** BEGIN **
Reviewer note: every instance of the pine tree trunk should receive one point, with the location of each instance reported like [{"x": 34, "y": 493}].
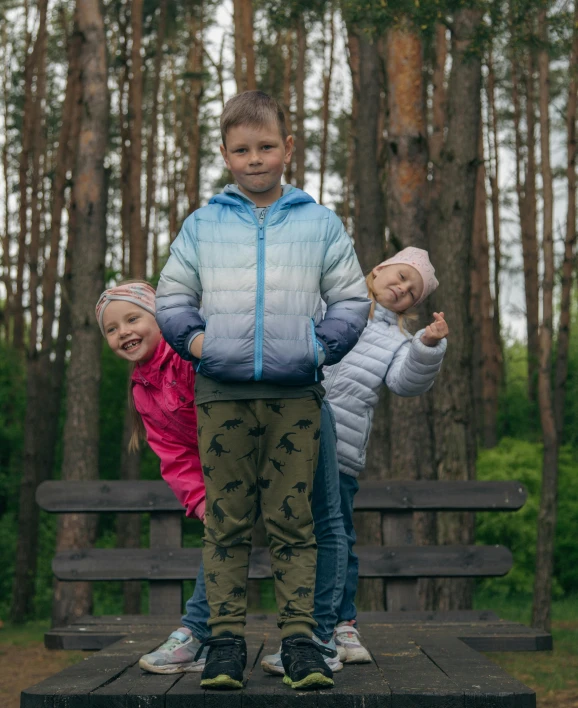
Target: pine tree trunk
[
  {"x": 542, "y": 604},
  {"x": 80, "y": 458},
  {"x": 300, "y": 104},
  {"x": 450, "y": 245},
  {"x": 485, "y": 358},
  {"x": 138, "y": 254},
  {"x": 44, "y": 376},
  {"x": 151, "y": 165},
  {"x": 493, "y": 154},
  {"x": 327, "y": 75},
  {"x": 569, "y": 241},
  {"x": 196, "y": 89}
]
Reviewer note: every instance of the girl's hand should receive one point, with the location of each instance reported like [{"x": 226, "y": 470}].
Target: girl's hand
[{"x": 436, "y": 331}]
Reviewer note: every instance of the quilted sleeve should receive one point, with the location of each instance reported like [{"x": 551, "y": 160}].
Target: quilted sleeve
[
  {"x": 414, "y": 366},
  {"x": 179, "y": 293},
  {"x": 343, "y": 289}
]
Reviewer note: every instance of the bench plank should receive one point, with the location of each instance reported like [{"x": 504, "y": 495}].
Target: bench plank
[
  {"x": 419, "y": 495},
  {"x": 374, "y": 562}
]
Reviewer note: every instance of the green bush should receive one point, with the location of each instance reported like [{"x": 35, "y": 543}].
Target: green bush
[{"x": 522, "y": 461}]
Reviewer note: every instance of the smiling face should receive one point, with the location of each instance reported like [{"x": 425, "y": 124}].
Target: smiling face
[
  {"x": 257, "y": 157},
  {"x": 131, "y": 332},
  {"x": 397, "y": 287}
]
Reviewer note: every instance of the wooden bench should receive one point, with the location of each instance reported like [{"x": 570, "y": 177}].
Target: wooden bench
[{"x": 420, "y": 658}]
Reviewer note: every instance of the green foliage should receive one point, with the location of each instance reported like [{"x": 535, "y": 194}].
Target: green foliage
[{"x": 522, "y": 461}]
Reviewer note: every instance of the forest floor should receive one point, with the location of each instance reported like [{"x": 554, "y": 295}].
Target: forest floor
[{"x": 553, "y": 675}]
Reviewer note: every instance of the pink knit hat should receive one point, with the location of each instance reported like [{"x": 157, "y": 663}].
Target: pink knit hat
[
  {"x": 141, "y": 294},
  {"x": 419, "y": 259}
]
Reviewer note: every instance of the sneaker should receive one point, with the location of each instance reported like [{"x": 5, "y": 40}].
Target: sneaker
[
  {"x": 347, "y": 638},
  {"x": 272, "y": 664},
  {"x": 175, "y": 656},
  {"x": 225, "y": 663},
  {"x": 303, "y": 663}
]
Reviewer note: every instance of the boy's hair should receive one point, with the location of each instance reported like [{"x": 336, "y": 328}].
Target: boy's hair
[{"x": 253, "y": 108}]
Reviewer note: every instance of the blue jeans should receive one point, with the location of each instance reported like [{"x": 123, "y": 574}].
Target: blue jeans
[
  {"x": 331, "y": 544},
  {"x": 348, "y": 487}
]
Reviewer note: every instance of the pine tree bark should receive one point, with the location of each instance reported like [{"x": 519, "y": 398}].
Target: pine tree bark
[
  {"x": 485, "y": 364},
  {"x": 569, "y": 240},
  {"x": 45, "y": 370},
  {"x": 80, "y": 459},
  {"x": 138, "y": 240},
  {"x": 450, "y": 245},
  {"x": 327, "y": 76},
  {"x": 195, "y": 94},
  {"x": 299, "y": 153},
  {"x": 542, "y": 603},
  {"x": 151, "y": 164},
  {"x": 494, "y": 172}
]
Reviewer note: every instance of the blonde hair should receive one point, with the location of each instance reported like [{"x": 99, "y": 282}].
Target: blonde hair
[
  {"x": 138, "y": 431},
  {"x": 402, "y": 317},
  {"x": 253, "y": 108}
]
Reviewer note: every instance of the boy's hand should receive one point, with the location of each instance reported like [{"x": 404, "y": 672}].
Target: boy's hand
[
  {"x": 434, "y": 332},
  {"x": 197, "y": 346}
]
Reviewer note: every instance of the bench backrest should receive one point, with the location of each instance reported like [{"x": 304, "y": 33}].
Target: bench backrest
[{"x": 165, "y": 564}]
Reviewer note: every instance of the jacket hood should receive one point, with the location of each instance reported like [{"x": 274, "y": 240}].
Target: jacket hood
[{"x": 232, "y": 196}]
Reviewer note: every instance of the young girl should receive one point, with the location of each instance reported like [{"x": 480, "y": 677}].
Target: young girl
[
  {"x": 385, "y": 354},
  {"x": 162, "y": 393}
]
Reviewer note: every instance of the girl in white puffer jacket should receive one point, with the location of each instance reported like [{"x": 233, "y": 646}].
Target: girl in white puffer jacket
[{"x": 385, "y": 354}]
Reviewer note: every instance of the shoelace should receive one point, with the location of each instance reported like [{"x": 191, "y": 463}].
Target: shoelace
[
  {"x": 225, "y": 647},
  {"x": 302, "y": 648}
]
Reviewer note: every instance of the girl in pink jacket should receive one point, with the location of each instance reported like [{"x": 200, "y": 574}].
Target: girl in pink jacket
[{"x": 161, "y": 389}]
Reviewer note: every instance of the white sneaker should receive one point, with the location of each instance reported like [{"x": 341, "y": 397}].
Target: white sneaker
[
  {"x": 347, "y": 638},
  {"x": 176, "y": 655},
  {"x": 272, "y": 664}
]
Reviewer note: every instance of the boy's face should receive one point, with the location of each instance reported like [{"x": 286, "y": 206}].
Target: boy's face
[{"x": 257, "y": 157}]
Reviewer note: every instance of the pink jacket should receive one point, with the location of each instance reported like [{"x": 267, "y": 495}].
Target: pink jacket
[{"x": 163, "y": 392}]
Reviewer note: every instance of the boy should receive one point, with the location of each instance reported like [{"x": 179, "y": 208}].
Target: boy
[{"x": 261, "y": 256}]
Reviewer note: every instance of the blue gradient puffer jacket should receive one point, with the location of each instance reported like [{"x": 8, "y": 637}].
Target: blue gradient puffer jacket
[{"x": 261, "y": 288}]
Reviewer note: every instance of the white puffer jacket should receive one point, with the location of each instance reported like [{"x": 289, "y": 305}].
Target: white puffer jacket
** END **
Stated exercise. Everything from the line containing "Reviewer note: every instance of the pink jacket" to the end of the records must be written out exactly; include both of those lines and no others.

Answer for the task.
Reviewer note: every instance of the pink jacket should receive one point, with the location of each instance reported like [{"x": 267, "y": 495}].
Target: pink jacket
[{"x": 163, "y": 392}]
Reviewer note: every instance of the boy should receive one point, with the location of each instance reported like [{"x": 179, "y": 208}].
Target: boy
[{"x": 261, "y": 256}]
Reviewer note: every instance of the blue gradient puffer jacket should receive one point, with the location of each instance reported like [{"x": 8, "y": 637}].
Target: blue gradient puffer jacket
[{"x": 261, "y": 288}]
Reviewer note: every instance of the white puffer jacket should receive one point, with the location of each instance reported like [{"x": 289, "y": 305}].
Target: white puffer jacket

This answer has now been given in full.